Stated goal: Rewrite everything from the line containing "Note: pick out each instance of the shallow" down to the line containing "Note: pick out each instance of the white sea", changing "instance" to "occurrence" and leaving all else as it stands.

======== Dataset rows ========

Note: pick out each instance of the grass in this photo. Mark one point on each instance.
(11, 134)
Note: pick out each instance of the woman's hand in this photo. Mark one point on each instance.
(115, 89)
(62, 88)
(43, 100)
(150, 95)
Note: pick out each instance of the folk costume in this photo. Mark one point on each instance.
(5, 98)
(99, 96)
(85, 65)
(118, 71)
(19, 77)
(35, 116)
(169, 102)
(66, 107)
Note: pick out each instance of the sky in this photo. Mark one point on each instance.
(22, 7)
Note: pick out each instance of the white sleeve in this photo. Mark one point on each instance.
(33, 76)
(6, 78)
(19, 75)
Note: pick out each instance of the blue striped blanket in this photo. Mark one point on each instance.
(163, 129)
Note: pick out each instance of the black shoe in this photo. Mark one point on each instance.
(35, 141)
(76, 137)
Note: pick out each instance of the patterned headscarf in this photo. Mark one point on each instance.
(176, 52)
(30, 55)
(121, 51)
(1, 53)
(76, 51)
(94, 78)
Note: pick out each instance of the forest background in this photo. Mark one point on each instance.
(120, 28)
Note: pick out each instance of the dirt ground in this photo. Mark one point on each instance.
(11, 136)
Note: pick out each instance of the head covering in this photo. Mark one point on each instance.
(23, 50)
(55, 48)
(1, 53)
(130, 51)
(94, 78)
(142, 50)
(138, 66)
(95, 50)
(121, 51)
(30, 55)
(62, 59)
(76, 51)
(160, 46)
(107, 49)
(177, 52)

========
======== Dataset rows ========

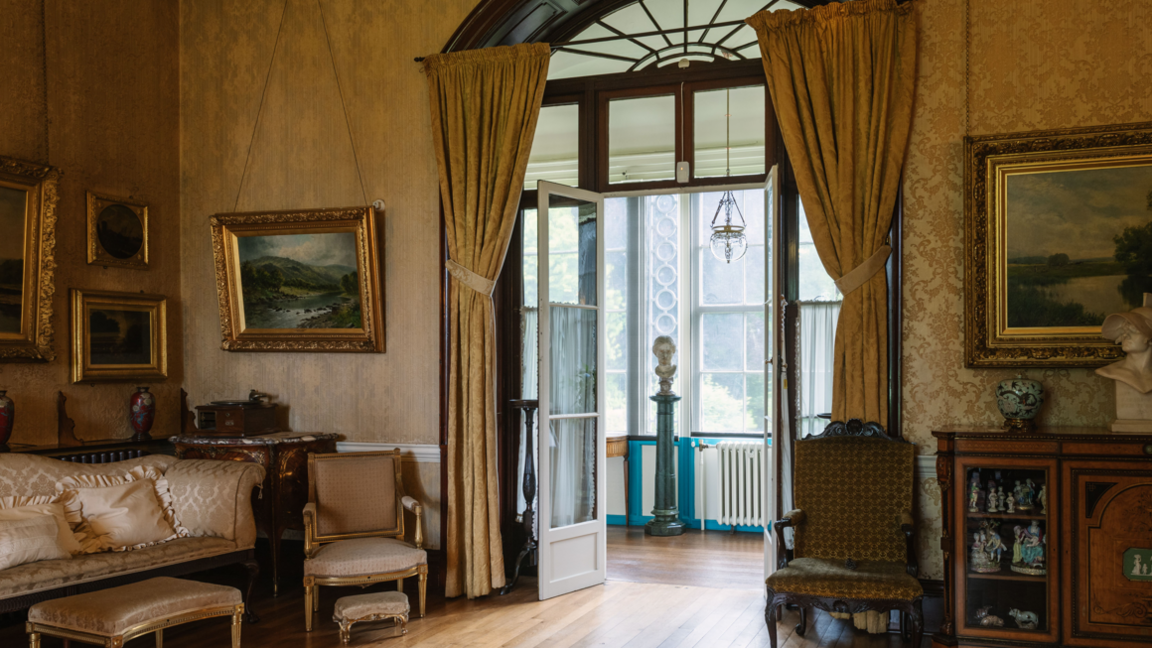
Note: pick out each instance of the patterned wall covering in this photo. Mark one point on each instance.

========
======== Dataset rows ========

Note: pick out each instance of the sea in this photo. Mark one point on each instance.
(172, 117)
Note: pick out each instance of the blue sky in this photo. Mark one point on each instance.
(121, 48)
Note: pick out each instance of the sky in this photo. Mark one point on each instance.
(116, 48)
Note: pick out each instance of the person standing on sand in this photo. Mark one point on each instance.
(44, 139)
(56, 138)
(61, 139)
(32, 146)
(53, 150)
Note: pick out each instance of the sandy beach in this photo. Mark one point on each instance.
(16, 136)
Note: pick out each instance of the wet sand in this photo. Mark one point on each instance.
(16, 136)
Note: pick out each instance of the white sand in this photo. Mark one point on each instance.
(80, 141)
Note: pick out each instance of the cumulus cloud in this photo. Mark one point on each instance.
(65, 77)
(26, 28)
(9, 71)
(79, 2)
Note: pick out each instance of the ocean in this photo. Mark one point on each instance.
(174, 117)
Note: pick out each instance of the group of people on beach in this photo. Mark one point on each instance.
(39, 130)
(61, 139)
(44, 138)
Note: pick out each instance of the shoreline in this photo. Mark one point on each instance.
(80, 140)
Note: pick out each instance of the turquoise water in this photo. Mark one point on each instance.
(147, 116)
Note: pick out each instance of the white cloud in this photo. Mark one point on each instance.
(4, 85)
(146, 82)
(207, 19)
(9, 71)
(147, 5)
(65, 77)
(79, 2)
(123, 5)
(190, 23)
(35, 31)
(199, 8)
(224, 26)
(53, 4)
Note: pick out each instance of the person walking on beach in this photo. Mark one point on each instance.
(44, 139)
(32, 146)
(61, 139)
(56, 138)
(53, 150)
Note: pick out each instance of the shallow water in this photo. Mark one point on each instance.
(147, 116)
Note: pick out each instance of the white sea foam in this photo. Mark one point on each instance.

========

Task output:
Note: pick out each occurrence of the shallow water in this photo. Mark one point on each occurrence.
(147, 116)
Note: pick out each occurrence of the white sea foam in this photo. Mark one point on each occurrence.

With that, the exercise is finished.